Problem to solve:
Copy each of the following entries word for word, keeping every line as it stands.

[Location identification entries]
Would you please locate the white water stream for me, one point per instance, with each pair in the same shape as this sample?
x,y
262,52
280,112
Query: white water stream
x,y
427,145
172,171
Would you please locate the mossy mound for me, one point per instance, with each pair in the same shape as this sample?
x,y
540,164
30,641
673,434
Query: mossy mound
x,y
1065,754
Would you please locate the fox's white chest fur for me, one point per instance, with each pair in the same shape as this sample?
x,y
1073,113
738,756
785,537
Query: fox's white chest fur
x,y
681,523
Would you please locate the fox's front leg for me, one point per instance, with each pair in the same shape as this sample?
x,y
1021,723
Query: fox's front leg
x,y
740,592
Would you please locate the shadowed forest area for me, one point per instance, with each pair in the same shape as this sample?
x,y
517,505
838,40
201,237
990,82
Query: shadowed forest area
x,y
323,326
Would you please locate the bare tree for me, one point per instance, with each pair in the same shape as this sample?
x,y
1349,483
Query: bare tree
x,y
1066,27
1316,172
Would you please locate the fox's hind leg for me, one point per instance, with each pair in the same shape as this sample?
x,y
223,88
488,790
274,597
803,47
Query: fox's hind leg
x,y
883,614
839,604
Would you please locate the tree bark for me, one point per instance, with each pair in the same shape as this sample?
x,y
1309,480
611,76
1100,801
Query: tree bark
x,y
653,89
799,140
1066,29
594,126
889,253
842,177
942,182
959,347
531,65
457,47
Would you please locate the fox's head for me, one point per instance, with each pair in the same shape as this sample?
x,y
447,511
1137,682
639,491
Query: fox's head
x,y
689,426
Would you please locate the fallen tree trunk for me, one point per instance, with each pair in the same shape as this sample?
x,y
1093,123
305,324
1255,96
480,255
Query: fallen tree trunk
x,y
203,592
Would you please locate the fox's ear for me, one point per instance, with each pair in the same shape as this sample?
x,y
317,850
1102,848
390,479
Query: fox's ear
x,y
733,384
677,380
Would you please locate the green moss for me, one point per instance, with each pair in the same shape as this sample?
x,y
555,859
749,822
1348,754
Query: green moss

Response to this exercise:
Would you please locate the white water stream for me, one point per instance, with each pair in the same shape as this sample?
x,y
262,52
280,112
Query: white water stream
x,y
427,145
172,171
Would you please locate the mossy mound for me, one point per instance, with each pair in the same shape as this sample?
x,y
540,164
30,641
673,434
Query: mossy mound
x,y
1065,754
Would you please locate the fox's white chest fur for me, one point per instance, with each pair in the same shape as this sample?
x,y
1073,113
738,756
785,537
Query: fox's white chest fur
x,y
681,523
Would you please locate the fox's front leg for me, one point per instance, with each pair in the same shape as this sample?
x,y
1021,723
Query: fox's front leg
x,y
740,592
Would you please locate the shadowed forest area for me, one point per instance, with each pair in the same shape as this sample?
x,y
517,505
838,40
201,237
990,82
Query: shadowed forest area
x,y
323,326
Would you please locate the bare tree for me, one point per instance, with each pair in the same shape as this sample?
x,y
1349,483
Query: bare tree
x,y
1066,27
1316,172
Would you please locate the fox's hind leg for me, one point per instance, with each pair in the same shape as this sample?
x,y
223,88
488,790
274,597
803,47
Query: fox's hind leg
x,y
883,614
839,604
Would you please locate the tree bark for me, one point per instance, with each pair in the same shape as this sample?
x,y
1309,480
611,76
1100,801
Query: tree bark
x,y
653,89
799,140
1066,29
594,126
889,253
842,177
942,182
959,347
531,65
457,47
Would you please locate the fox's head for me, one point per instance, with each pair in the same shape as this sample?
x,y
447,511
1137,682
639,491
Query: fox's head
x,y
689,426
Would you please locate the fallen tree trunk for me, one point per instance, with each pair in the same shape as this sample?
x,y
1093,123
305,324
1255,96
480,255
Query: fallen tree trunk
x,y
203,592
Would you please locate the fox's ear for me, one point per instance, with each pair in the same shape as this sample?
x,y
317,850
1102,848
390,479
Query: fox's ear
x,y
733,384
677,380
Would you please locate the green moss for me, one point per instance, with each pair in the same shape as this sample?
x,y
555,859
749,822
1348,754
Query: green moss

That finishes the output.